Transcribe the entries that follow, word for word.

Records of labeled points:

----------

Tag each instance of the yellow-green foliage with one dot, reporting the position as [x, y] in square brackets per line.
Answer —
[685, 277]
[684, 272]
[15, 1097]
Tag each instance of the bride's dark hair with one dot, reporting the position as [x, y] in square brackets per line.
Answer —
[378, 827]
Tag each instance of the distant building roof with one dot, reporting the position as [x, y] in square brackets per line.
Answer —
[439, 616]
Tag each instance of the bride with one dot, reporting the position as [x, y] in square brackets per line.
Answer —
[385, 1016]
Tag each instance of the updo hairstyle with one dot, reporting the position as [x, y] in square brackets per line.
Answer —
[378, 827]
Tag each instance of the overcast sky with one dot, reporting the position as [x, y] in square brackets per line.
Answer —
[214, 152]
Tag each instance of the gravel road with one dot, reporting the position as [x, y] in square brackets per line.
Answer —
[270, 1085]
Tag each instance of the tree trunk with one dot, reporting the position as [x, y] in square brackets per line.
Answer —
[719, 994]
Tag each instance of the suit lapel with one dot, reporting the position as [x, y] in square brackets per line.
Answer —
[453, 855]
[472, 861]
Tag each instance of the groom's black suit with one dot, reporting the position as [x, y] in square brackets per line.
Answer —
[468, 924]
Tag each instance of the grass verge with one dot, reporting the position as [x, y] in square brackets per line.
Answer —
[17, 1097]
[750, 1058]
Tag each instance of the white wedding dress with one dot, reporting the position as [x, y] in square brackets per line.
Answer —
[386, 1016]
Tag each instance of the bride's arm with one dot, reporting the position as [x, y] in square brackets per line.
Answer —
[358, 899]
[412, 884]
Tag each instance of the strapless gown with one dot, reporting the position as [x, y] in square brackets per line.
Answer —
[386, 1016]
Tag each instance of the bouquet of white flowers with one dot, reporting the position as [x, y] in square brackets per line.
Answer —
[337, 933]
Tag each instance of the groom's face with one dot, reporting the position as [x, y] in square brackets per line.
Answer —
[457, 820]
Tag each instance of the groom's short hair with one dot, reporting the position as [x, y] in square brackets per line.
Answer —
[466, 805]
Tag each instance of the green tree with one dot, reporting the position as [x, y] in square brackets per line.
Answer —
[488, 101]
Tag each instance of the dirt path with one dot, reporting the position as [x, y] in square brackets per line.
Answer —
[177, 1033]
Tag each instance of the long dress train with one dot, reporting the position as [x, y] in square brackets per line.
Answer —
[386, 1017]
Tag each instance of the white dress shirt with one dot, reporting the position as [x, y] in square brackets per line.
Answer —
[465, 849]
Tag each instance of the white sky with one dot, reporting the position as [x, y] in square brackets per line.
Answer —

----------

**Exercise result**
Tag each instance of the yellow-green foliage with one dot, reporting the position as [x, y] in square brackets per line.
Answer —
[685, 277]
[684, 272]
[15, 1097]
Tag each instance of the bride's dark hair with one dot, reporting the position as [x, y] in square brackets per line.
Answer —
[378, 827]
Tag each instance of the distant building roof with one dot, reporting the position as [x, y] in square brackets per line.
Answer —
[439, 616]
Tag each instance of the bride with one dot, reporting the position as [x, y] in square brackets per line.
Answer —
[385, 1016]
Tag each instance of the updo hairstyle with one dot, reporting the position as [x, y] in square brackets per line.
Answer —
[378, 827]
Tag each instance of the overcast sky with one dot, reporting the position as [x, y] in square brackets per line.
Answer —
[214, 152]
Tag each instance of the gravel road with one dot, reporting the position as [x, y] in square brackets per line.
Answer —
[270, 1085]
Tag each instance of the tree trunk with one dot, reporting the position as [x, y] in square brackets per line.
Answer —
[719, 994]
Tag each instance of the suit lapel with one dot, reporting the position as [x, y] in square brackets per line.
Answer —
[453, 855]
[472, 861]
Tag each instance of the groom's black suit with one dot, reporting the position as [x, y] in square brackets per line.
Answer —
[468, 924]
Tag each instance of the grass verge with one dot, reporting the position as [x, y] in square brackets per line.
Answer —
[17, 1097]
[750, 1058]
Tag each instance of the white wedding dress with one dot, reporting the position as [x, y] in square brackets per line.
Answer —
[386, 1016]
Tag each instance of the bride's arm with one dot, reporting the position as [x, y] in square brackets per line.
Answer —
[358, 899]
[412, 884]
Tag each instance of the strapless gown with one dot, reporting the position as [x, y] in square brackets per line.
Answer —
[386, 1016]
Tag each instance of the bouquet of white flowers with one dot, reporting the position as [x, y] in square brackets per line.
Answer —
[337, 933]
Tag each instance of the groom's face with one dot, reporting the position as [x, y] in square brackets per line.
Answer —
[457, 820]
Tag each instance of the groom's short hair with one dot, reporting the position as [x, y] in square brackets per line.
Answer —
[466, 805]
Tag each instance of the green tree with one dot, reporting the position as [x, y] in square brackets per line.
Answer —
[488, 101]
Tag each instance of the dirt path with one dot, reporting the position as [x, y] in square brackets per line.
Answer —
[177, 1033]
Tag each instance of the long dress train with one dot, reporting the position as [x, y] in square brackets per line.
Answer —
[386, 1017]
Tag each instance of the white dress shirt with one dot, reporting the position as [x, y] in square brackets per line.
Answer —
[465, 849]
Tag each instance of the white sky with one dot, reporting the position as [x, y] in square brackets per line.
Answer —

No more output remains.